*Document segment*:
In 2022, defendant filed a motion to vacate or correct an illegal sentence, which is the basis for this appeal. Defendant contended that during his resentence, the court again misapplied the Yarbough factors, his counsel was ineffective, he was denied his due process rights to appeal his resentence and be present during the resentence, and the state forged his notice and withdrawal of appeal. After hearing oral argument, the motion judge wrote an eleven-page decision denying the appeal.
The motion judge first found defendant's claim that he neither appealed nor withdrew his appeal to be without merit. She held, pursuant to N.J.R.E. 1003, the State established the admissibility of the copies of the appeal and withdrawal. Her decision was also based on the certification from two of the secretaries in the office of the public defender that they had served all parties, as well as the defendant not challenging the signatures by the assistant public defender who filed and withdrew the appeal.

*Records supplied*:
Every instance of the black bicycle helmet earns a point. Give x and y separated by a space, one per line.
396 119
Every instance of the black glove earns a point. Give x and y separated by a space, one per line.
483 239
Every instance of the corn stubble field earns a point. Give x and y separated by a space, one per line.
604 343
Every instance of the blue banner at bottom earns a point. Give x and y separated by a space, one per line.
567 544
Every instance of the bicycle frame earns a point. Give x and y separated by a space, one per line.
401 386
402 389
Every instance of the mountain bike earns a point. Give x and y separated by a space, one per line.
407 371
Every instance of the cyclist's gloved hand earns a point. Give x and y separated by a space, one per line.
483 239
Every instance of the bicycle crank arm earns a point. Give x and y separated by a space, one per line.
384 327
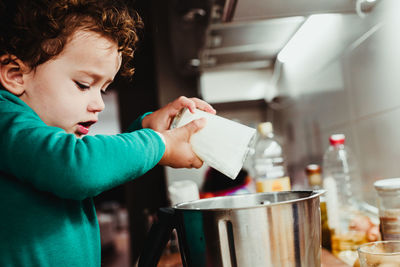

*Exercise set*:
1. Translate this sentence from the court decision excerpt into Spanish: "The motion judge first found defendant's claim that he neither appealed nor withdrew his appeal to be without merit."
2. According to the court decision excerpt, which rule did the motion judge cite in holding that the State established the admissibility of the copies of the appeal and withdrawal?

*Task results*:
1. La jueza de la moción determinó primero que la alegación del acusado de que no apeló ni retiró su apelación carecía de fundamento.

2. N.J.R.E. 1003